# Excerpt provided:
Would it be appropriate to delete the "example" section at the bottom? 203.173.32.84 06:52, 22 Mar 2005 (UTC)

I think so, don't see what it adds. Frencheigh 08:20, 22 Mar 2005 (UTC)

Yes. Moreover, it is not an example of random variable. Its just a realization of random variable. Hardly misleading. --140.78.94.103 17:59, 24 Mar 2005 (UTC)

[edit] Definition

I dont like the definition here, not that I'm letting my ignorance of stats stop me from commenting, but could this be considered a clearer definition?:

"Random Variable

The outcome of an experiment need not be a number, for example, the outcome when a coin is tossed can be 'heads' or 'tails'. However, we often want to represent outcomes as numbers. A random variable is a function that associates a unique numerical value with every outcome of an experiment. The value of the random variable will vary from trial to trial as the experiment is repeated.

There are two types of random variable - discrete and continuous.

A random variable has either an associated probability distribution (discrete random variable) or probability density function (continuous random variable).

I think this is definitely an improvement but it should be pointed out that there exists r.v.'s which are neither discrete nor continuous (for example take the sum of one r.v. of each type) Brian Tvedt

[edit] Examples

1. A coin is tossed ten times. The random variable X is the number of tails that are noted. X can only take the values 0, 1, ..., 10, so X is a discrete random variable.
2. A light bulb is burned until it burns out. The random variable Y is its lifetime in hours. Y can take any positive real value, so Y is a continuous random variable.

"

# Material supplied:
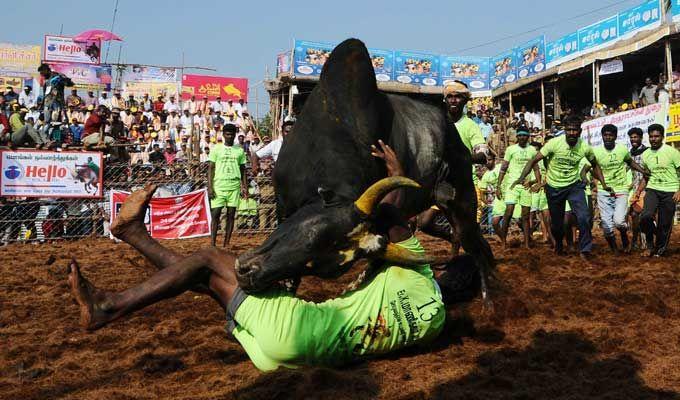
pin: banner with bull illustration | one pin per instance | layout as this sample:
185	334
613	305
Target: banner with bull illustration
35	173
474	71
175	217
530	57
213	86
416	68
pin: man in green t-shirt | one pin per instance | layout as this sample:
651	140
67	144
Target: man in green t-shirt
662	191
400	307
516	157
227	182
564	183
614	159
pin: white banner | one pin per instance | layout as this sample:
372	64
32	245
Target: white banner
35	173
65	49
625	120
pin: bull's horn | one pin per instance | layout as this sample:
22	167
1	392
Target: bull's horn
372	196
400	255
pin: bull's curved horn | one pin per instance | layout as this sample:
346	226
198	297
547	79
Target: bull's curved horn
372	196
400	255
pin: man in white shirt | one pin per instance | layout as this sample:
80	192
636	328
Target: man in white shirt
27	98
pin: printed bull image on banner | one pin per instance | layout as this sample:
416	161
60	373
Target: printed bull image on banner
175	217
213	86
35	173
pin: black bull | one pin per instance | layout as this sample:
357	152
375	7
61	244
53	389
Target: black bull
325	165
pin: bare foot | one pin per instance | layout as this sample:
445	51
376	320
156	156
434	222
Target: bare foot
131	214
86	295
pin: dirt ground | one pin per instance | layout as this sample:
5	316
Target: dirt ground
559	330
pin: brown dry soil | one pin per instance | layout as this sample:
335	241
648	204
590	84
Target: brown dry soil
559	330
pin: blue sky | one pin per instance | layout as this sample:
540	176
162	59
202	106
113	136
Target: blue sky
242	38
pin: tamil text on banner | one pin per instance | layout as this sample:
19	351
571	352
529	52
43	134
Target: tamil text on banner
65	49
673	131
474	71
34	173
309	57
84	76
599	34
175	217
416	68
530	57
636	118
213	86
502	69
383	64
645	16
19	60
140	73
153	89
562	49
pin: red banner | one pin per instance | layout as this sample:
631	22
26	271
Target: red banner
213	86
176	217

# Written task 1:
Answer these about the random variable discussion:
(a) According to the comment posted at 17:59 on 24 Mar 2005, what is the "example" section really showing?
(b) Which two types of random variable does the proposed definition name?
(c) In the light bulb example, what does Y stand for?
# Written task 2:
Pick up the random variable discussion where it stops and write what comes next.

# Response 1:
(a) It is not an example of a random variable, only a realization of one.
(b) Discrete and continuous.
(c) The bulb's lifetime in hours.

# Response 2:
I think the above definition (for the original reference, pls search via google) explains to me that it is a mapping between a value and the sequence number of that value, rather like a numeric index to a database record. This would appear to allow greater generalization in statistical definitions and algorithms. The earler Wikiedia definition led me to comment on another Wikipedia definition incorrectly because I think I may have misunderstood the concept after looking at this Wikipedia definition.

[edit] Minimal meanderings on meta-definintions

In relation to the above, comparing the two definitions, one seems more mathematically formal than the other. We should probably bear in mind when posting (not that I've done much), that one's definition should stand on it's own as far as possible. That is, it should be very comprehensible to an everage target reader in a minimum time. This means we may need to take great care when using references to other definitions and also avoid overly specialised terms. This is not to suggest that relevant specialised references should be avoided. Often experts in a field may use highly specialised terms in a definition as they are most familiar with that definition, although it may not be the most suitable for the general reader. This probably means, amongst other things, that we should try to use plain language to describe the concept as far as possible, together-with/based-on a minimum number of external definitions/explanatory references, especially those external to Wikipedia. Perhaps this comment could be added to the general rules for posting as a form of guidance.

[edit] Definition of cumulative distribution function

I have edited the page to consistently use the right-continuous variant (using less-than-or-equals as opposed to less-than) for the cumulative distribution function. This is the convention used in the c.d.f. article itself.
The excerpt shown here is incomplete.